::: PAGE EXCERPT

I thought wrong.
Folona wasn’t quite as remote as Menie – it was just a few kilometers off the main road from Bougouni to Bamako. It was also larger, with more than 1,000 residents, compared to just 600 in Menie. And, it already had a school, albeit an old, run-down and way-too-small one.
My welcome in Folona was even more overwhelming than in Menie. As I exited the truck, I was immediately engulfed by people. Drummers were in front of me, dancers behind. At some point, Alhouss (the buildOn staff member who arranged my trip) or Kadar (my translator) grabbed my camera and started taking pictures of me walking through the craziness in complete awe.
Dust flew everywhere but that didn’t stop anyone. As we approached a large circle of villagers gathered to welcome me, a man splashed water from a bucket all over the ground to try to minimize the dust, but it made little difference. After a brief pause in the dancing as Alhouss, Kadar and I greeted the village chief and elders, the drums started up again, one woman started singing and another woman started tossing a large bowl with strings of shells attached to the perimeter, creating a rattling sound that complemented the drum beats. And of course, the women danced. Sometimes there were two and sometimes there were closer to twenty. They danced solo or in circles, sometimes moving slowly and sometimes shaking their hips like they were in a New York club. Many carried their children on their backs, held in place by colorful scarves. Occasionally a brave male joined them, only to quietly drift away.
Eventually, the dancing stopped and there was a brief ceremony. The headmaster of the school spoke extensively about the need for the village to take care of and maintain the school and expressed the hope that eventually they would get another one. Another man from the village interrupted and spoke about his experience joining the buildOn staff to pick out the materials and prepare to actually build the school. I was once again invited to speak and this time, I was a bit more prepared, echoing the sentiments I shared in Menie, but hopefully with a little more eloquence. And then, as the sun started dipping below the horizon, we headed back to the compound where we would spend the night.

::::::

◆ EXERCISE REQUIREMENTS:
1: Write out the Folona passage between "My welcome in" and "in complete awe.", inclusive.
2: Name every place the Folona passage mentions by name, in the order each first appears.
These lines are separate material and are not part of the Folona passage.

::: INFORMATION SHOWN

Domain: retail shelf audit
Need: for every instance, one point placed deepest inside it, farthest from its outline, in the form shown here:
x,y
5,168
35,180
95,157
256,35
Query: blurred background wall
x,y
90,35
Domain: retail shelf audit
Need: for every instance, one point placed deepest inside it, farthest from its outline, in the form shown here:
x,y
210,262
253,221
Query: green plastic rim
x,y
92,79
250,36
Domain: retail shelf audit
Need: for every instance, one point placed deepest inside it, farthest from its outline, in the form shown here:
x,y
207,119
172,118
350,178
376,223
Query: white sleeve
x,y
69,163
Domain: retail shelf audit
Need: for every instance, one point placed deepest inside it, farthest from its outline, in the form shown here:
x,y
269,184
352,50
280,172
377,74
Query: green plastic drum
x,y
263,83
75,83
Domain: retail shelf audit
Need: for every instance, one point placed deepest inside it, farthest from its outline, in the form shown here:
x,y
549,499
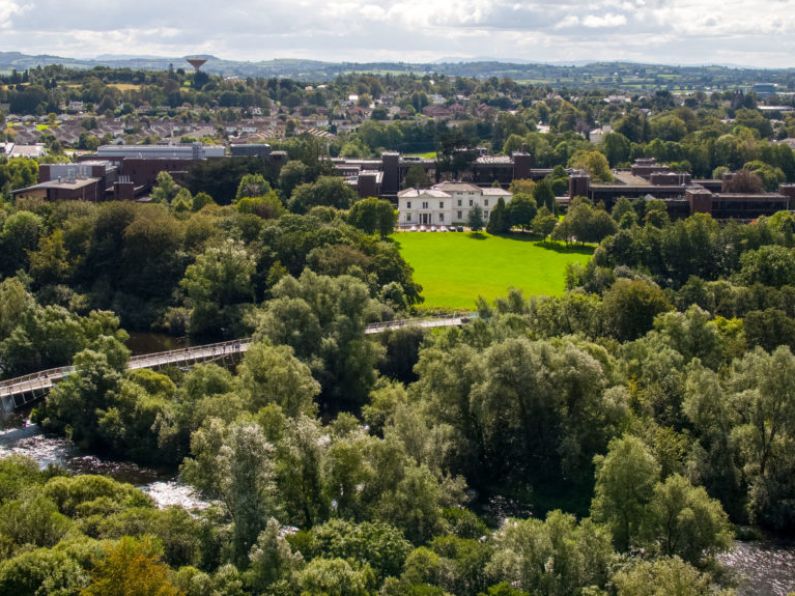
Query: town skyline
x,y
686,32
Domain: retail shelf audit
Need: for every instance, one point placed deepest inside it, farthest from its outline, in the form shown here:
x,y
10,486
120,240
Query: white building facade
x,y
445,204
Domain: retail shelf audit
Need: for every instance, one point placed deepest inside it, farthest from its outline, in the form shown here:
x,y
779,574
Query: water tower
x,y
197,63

::::::

◆ SOLUTIONS:
1:
My welcome in Folona was even more overwhelming than in Menie. As I exited the truck, I was immediately engulfed by people. Drummers were in front of me, dancers behind. At some point, Alhouss (the buildOn staff member who arranged my trip) or Kadar (my translator) grabbed my camera and started taking pictures of me walking through the craziness in complete awe.

2: Folona, Menie, Bougouni, Bamako, New York